DIRECTION: Write out exactly the lines between the line containing "Point out the red sign" and the end of the records, counting both ends, and leave out all pictures.

RAW DATA:

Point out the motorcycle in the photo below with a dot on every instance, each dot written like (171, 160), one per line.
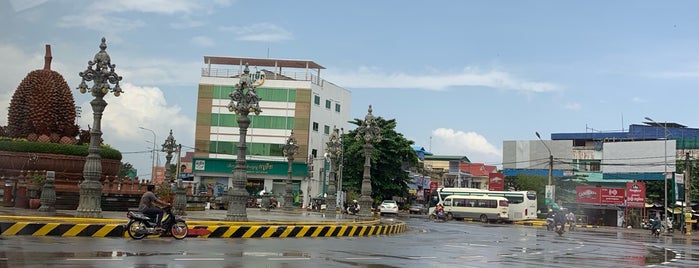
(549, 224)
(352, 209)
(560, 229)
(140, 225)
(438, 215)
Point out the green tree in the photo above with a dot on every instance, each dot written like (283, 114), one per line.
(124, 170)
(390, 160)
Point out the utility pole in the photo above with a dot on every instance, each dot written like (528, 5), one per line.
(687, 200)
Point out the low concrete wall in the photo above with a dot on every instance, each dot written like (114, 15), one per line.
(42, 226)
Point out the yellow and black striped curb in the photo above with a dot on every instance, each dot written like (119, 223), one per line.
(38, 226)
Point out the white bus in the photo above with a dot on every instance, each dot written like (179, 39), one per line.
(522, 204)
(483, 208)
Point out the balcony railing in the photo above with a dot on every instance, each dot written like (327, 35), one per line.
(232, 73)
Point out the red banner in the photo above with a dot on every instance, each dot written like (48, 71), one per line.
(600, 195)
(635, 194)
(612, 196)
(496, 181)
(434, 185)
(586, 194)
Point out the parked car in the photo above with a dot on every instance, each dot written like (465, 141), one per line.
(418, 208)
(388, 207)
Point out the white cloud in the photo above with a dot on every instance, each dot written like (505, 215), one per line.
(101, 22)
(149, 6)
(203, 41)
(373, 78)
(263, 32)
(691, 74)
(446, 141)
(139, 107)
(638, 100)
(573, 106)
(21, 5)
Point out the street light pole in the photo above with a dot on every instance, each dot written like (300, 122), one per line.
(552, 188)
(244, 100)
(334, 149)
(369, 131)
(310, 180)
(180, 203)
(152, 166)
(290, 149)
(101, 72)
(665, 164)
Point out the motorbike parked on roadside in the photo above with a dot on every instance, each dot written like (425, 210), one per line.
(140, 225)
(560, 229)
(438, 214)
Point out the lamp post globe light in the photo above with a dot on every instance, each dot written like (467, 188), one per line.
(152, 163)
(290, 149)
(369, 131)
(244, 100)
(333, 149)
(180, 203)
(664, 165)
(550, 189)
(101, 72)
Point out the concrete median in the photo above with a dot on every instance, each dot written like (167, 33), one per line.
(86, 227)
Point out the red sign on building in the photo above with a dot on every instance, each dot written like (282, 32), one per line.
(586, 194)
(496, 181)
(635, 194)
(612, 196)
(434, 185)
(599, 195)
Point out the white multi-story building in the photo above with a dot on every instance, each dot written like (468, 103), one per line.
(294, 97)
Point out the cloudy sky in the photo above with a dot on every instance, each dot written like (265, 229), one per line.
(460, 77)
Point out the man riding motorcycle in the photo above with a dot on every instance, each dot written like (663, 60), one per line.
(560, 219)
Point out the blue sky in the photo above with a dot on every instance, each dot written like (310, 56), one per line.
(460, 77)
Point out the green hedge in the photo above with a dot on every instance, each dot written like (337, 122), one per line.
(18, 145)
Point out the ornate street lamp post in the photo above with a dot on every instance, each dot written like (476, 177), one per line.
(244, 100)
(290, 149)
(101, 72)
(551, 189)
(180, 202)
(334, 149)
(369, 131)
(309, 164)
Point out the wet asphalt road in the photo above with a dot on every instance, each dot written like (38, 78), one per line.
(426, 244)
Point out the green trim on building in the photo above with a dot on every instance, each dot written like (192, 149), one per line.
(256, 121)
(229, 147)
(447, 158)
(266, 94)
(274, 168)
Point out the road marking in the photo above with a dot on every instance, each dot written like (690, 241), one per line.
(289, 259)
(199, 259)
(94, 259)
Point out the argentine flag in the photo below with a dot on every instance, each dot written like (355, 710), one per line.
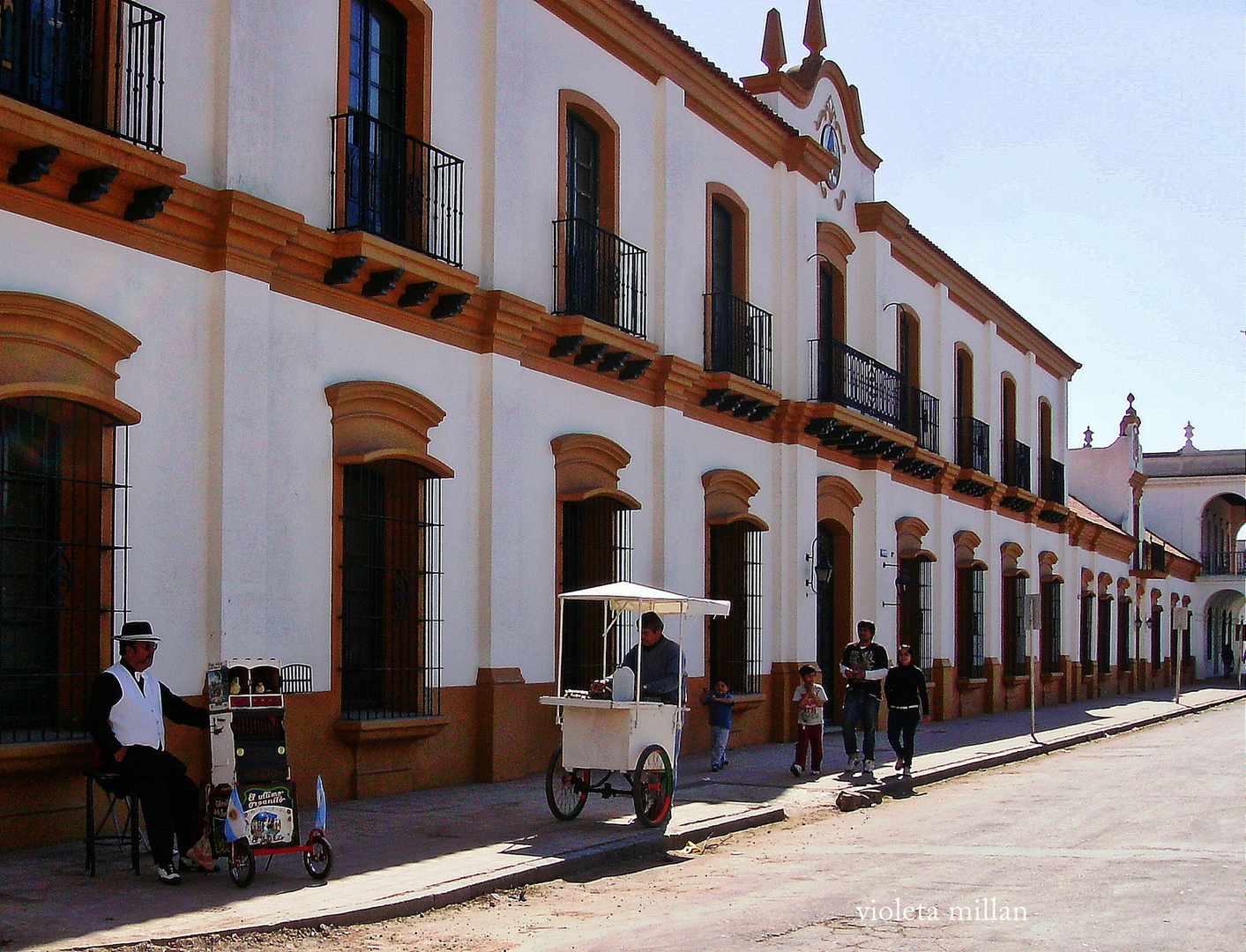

RESULT:
Point out the red sign on building in the photo above with a dot on every instance, each dot written like (282, 32), one per line.
(586, 194)
(496, 181)
(635, 194)
(612, 196)
(434, 185)
(599, 195)
Point out the white multi-story building in the photo above with a dot on every instance, each dot written like (468, 103), one per line.
(294, 97)
Point out the cloudy sky in the photo above with a dot on every instance, each dot written like (265, 229), one per line.
(460, 77)
Point out the man riding motorcycle in the photo above with a dot on every instance, each dot written like (663, 60), one per line.
(560, 219)
Point out the blue sky in the photo above with a dot on every instance, each dot written like (310, 56), one per line.
(460, 77)
Point out the green hedge in the photo above with a dot on every instance, each dot written like (337, 122), one per line.
(18, 145)
Point out the ornate street lamp post in the photo above with a dot on every instance, each dot written like (476, 177), one per line.
(244, 100)
(290, 149)
(101, 72)
(551, 189)
(180, 202)
(334, 149)
(369, 131)
(309, 164)
Point out the wet asphalt road in the photo above with a dot on every instance, each dot written like (38, 78), one per line.
(426, 244)
Point out the green trim on building in the photo above with a dot on every instance, each dot written like (192, 149), one per line.
(256, 121)
(229, 147)
(447, 158)
(266, 94)
(274, 168)
Point out the road marking in the photo above with a dot on every instance, each dot written like (690, 241), one per line.
(289, 259)
(199, 259)
(94, 259)
Point out the argentine flag in the photo below with a dot on every instance, each dot written like (355, 710), one per line.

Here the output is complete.